PASSAGE SHOWN:
*-*-*

“twenty one pilots,” a two man band known for their strange usage of capitalization, themes that reach college kids and their genre bent music, newest album starts off with a bang. Heading their title song, “Jumpsuit” that is quite enjoyable.

The video is a creative one. It opens with the lead singer, Tyler Joseph, on a burning car, and the scenes jump between that and him walking in a canyon surrounded by people in jumpsuits and masks. Then, the singer is drawn into following a man wearing a red cape on a white horse. People above him start throwing petals and it wakes the singer from his trance then he starts running away.

The lyrics reflect this symbolism, speaking about the singer hating the pressure of being in a new place and how he hopes his jumpsuit will make him feel safe. I think most students can relate to this, especially those moving away from home for the first time. Students are looking for a safe place to be themselves and the pressure of a new place, such as college, can sometimes feel like too much.

I believe this is a familiar feeling for students, as we sometimes are desperate for any sort of protection. Students could also relate to their next song, “Levitate,” which continues the video of “Jumpsuit.” This song has a little more rap and the lyrics are very inspirational and deep. They remind me of Eminem a little bit, except twenty one pilots skips the profanity.

Joseph continues to accompany the petal throwers. He arrives at their village and they shave his head, giving him new clothes matching theirs. They celebrate him joining the tribe, however, the man in the red cape comes back and drags the singer away again. The parallel between this imagery and the experience of coming to a new school and becoming indoctrinated with school spirit is all too similar.

*-*-*

EXTRACTED MATERIAL:
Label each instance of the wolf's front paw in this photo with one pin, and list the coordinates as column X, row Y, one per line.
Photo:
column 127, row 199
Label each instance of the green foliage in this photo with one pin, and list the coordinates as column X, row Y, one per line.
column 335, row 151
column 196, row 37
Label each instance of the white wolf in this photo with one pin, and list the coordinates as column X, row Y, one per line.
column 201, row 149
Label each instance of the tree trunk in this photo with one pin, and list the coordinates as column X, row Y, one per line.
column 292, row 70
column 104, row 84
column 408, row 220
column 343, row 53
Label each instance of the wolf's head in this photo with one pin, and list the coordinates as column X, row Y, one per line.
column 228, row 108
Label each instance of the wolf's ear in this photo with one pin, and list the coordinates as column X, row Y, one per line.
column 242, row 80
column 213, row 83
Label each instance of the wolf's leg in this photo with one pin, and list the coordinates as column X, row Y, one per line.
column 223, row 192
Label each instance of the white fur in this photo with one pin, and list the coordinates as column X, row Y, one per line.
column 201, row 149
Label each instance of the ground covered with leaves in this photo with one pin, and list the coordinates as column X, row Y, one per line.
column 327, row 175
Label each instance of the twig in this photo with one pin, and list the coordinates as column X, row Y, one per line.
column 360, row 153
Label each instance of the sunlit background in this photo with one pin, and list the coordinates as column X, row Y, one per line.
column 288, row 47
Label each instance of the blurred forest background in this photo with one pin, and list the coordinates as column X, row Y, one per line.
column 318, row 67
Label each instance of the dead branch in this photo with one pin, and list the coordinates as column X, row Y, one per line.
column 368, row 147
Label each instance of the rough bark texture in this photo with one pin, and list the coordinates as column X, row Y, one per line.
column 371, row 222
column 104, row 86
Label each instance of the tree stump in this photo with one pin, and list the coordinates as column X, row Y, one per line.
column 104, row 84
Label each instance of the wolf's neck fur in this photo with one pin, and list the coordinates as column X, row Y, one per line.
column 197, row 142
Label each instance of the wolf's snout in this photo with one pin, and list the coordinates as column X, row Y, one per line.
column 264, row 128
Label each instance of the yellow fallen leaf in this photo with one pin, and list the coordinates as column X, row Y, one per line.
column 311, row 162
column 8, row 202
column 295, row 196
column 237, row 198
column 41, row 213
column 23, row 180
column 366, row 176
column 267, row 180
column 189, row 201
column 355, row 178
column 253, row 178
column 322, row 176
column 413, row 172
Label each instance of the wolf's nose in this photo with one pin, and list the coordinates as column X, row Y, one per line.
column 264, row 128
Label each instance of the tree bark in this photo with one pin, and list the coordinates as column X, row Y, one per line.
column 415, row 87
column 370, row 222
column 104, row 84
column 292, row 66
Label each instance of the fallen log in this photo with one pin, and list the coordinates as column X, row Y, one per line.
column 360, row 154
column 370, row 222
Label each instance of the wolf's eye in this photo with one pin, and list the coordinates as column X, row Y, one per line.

*-*-*

DIRECTIONS: Transcribe the portion of the review of the twenty one pilots songs starting with "The video is" and going on through "starts running away.". The material has nothing to do with the review of the twenty one pilots songs.

PROBLEM SOLUTION:
The video is a creative one. It opens with the lead singer, Tyler Joseph, on a burning car, and the scenes jump between that and him walking in a canyon surrounded by people in jumpsuits and masks. Then, the singer is drawn into following a man wearing a red cape on a white horse. People above him start throwing petals and it wakes the singer from his trance then he starts running away.